# Objective
Identify each line below that contains the word "head" and copy every such line in full.

# Data for the task
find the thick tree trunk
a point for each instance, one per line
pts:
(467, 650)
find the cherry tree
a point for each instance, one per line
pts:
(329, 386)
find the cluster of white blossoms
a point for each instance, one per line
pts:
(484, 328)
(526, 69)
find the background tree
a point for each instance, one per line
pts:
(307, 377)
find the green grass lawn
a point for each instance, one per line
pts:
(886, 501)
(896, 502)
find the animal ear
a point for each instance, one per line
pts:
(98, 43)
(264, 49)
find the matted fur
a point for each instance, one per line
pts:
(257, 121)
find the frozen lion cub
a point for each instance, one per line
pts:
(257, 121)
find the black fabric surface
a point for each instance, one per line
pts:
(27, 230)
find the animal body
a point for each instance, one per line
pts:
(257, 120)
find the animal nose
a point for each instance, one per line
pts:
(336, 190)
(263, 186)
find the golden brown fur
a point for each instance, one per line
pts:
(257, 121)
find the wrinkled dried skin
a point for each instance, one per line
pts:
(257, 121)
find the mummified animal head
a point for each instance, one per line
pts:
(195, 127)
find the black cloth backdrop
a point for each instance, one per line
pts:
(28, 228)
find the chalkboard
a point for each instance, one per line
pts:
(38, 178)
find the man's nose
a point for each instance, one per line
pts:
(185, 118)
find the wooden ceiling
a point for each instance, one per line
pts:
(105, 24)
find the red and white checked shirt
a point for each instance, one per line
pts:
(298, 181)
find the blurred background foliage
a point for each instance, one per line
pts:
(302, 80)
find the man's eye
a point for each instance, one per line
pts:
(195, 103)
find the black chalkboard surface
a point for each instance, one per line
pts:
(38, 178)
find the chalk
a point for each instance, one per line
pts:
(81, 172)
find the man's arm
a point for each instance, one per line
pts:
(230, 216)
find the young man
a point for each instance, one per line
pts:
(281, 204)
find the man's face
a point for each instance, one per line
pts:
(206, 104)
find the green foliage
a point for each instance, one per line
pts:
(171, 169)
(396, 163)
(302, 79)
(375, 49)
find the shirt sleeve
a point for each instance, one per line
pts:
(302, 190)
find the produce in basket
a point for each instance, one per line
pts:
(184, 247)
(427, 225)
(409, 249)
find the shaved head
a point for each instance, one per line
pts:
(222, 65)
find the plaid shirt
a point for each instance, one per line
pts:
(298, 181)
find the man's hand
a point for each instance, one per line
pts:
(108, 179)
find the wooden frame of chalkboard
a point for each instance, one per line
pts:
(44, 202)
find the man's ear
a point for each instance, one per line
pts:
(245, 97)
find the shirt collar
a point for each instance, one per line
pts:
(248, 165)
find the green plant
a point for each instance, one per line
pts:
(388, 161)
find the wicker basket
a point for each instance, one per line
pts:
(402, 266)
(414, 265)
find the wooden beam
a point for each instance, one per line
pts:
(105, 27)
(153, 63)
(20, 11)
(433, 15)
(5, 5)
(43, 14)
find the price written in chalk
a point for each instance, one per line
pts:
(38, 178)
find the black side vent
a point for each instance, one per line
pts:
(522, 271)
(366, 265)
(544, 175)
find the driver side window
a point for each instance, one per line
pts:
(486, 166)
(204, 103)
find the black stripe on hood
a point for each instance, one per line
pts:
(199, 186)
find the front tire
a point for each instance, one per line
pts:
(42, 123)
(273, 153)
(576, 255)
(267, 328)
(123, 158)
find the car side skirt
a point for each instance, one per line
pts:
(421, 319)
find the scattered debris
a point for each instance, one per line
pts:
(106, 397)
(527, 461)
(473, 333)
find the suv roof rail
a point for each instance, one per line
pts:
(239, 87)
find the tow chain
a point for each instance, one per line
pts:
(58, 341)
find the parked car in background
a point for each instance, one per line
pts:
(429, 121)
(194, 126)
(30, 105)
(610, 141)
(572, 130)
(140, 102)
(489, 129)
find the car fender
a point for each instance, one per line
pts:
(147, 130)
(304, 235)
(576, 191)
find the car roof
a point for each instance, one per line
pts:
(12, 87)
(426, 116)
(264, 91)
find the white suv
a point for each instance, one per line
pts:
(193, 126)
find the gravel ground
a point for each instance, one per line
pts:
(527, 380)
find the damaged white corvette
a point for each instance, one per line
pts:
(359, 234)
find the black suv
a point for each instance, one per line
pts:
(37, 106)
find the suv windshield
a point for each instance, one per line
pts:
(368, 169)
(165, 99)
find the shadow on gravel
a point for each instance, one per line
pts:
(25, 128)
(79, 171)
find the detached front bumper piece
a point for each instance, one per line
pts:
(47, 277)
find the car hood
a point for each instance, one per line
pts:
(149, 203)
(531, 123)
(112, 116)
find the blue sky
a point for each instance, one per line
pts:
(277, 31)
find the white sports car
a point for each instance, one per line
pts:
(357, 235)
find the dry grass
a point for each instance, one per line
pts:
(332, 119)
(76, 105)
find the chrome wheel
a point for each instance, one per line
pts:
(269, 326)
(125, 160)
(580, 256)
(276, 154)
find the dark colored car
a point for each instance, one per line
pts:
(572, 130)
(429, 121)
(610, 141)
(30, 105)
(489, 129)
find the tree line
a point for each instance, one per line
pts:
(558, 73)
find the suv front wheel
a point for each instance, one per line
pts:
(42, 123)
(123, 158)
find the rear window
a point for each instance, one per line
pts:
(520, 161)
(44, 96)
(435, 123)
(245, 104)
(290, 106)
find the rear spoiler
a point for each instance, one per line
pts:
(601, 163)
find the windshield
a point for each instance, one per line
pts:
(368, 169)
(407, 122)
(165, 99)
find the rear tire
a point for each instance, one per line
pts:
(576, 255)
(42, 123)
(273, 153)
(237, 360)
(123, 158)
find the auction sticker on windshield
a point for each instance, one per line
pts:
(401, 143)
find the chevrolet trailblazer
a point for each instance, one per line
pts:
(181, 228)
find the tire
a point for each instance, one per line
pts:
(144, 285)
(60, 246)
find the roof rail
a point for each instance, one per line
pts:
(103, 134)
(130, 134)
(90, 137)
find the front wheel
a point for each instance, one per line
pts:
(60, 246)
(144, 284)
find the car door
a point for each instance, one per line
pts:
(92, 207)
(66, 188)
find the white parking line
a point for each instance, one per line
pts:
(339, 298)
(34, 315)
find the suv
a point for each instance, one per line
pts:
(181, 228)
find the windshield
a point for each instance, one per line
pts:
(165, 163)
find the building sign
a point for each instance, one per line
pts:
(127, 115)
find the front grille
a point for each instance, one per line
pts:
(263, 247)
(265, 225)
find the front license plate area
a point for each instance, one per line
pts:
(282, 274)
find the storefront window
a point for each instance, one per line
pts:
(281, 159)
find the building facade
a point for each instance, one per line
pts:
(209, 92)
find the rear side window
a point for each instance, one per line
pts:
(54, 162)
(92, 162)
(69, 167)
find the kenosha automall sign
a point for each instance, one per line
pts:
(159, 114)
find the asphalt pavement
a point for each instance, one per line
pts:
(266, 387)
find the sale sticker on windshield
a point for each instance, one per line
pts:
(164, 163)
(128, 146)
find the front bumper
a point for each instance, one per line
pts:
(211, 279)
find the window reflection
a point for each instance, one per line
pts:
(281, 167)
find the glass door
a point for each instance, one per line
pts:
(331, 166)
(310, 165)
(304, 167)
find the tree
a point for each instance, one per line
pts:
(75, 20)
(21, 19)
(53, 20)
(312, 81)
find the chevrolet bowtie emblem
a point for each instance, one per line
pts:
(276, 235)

---

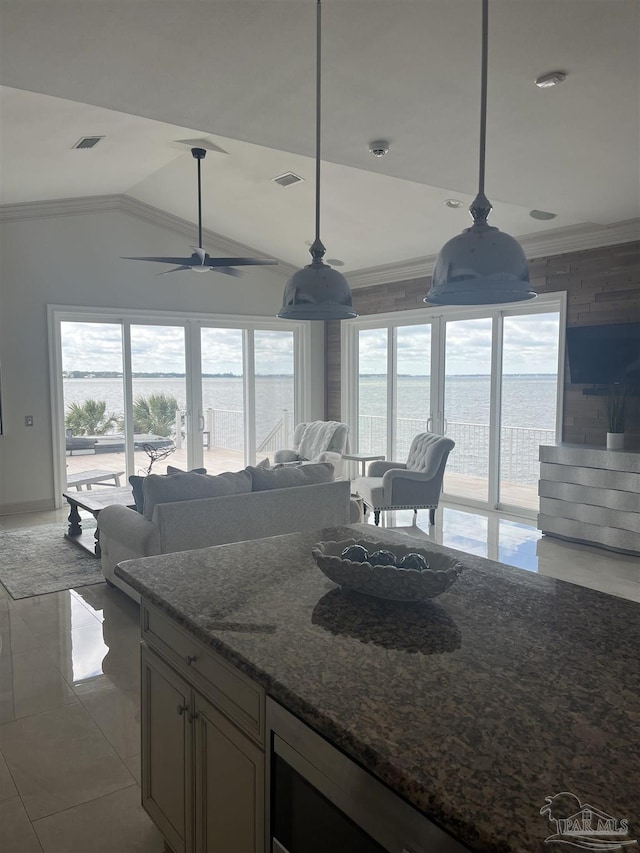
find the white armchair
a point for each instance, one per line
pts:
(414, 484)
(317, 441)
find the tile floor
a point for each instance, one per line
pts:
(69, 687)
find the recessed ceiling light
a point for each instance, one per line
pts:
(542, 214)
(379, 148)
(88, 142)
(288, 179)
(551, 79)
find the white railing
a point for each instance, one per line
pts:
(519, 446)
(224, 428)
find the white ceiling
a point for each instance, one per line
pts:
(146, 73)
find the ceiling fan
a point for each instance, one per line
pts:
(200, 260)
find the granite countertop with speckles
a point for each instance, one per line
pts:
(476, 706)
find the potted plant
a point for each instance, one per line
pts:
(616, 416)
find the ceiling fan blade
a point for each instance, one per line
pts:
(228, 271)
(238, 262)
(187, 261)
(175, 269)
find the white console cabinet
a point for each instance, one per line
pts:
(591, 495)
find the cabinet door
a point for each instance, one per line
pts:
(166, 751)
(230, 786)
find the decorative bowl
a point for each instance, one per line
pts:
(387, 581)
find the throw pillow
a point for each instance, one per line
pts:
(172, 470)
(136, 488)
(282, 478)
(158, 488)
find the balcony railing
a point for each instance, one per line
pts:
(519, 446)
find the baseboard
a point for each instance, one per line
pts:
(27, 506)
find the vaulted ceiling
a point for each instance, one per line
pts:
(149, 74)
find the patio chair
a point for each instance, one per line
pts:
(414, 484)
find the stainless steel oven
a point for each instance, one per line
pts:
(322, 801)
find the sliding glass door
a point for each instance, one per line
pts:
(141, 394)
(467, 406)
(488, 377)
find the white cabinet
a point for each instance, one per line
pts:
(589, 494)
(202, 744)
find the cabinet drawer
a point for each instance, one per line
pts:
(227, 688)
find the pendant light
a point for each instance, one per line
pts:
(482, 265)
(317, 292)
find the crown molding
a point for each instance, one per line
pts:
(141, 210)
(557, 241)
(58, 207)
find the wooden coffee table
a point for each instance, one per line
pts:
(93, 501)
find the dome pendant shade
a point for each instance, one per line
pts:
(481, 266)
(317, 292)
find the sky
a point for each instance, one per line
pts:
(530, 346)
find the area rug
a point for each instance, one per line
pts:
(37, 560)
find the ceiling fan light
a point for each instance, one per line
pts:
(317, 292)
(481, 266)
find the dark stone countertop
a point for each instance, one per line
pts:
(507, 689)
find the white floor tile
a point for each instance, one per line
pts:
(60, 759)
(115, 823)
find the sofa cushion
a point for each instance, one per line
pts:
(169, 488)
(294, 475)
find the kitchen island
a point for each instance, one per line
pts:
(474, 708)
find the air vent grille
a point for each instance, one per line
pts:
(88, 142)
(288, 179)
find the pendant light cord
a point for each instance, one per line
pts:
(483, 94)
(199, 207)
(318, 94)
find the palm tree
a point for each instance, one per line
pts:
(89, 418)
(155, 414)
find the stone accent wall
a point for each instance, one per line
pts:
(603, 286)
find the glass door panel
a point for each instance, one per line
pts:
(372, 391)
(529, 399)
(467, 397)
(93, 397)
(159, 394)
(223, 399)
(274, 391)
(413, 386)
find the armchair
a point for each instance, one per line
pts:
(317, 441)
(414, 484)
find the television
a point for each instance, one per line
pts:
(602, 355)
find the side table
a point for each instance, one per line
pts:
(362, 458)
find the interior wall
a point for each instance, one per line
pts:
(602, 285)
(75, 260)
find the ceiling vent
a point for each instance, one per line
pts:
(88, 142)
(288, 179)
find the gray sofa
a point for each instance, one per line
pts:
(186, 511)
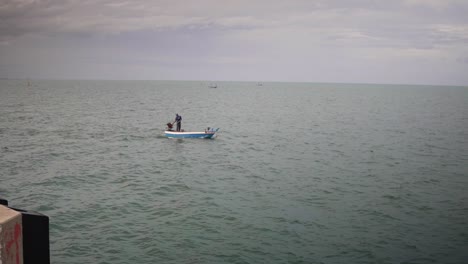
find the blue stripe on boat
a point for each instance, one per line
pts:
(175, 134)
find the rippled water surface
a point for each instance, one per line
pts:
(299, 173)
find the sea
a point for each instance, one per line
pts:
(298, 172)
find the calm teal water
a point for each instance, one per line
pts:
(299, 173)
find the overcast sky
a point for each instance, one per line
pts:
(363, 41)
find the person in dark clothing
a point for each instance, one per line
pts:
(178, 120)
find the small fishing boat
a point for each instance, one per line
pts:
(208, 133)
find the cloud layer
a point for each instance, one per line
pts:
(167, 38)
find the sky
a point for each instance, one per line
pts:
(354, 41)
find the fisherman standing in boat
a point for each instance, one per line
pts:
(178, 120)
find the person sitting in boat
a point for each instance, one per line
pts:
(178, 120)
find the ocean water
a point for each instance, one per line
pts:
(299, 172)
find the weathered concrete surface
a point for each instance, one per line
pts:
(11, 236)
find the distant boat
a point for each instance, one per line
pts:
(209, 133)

# Right answer
find the mummified animal head
find the shaved head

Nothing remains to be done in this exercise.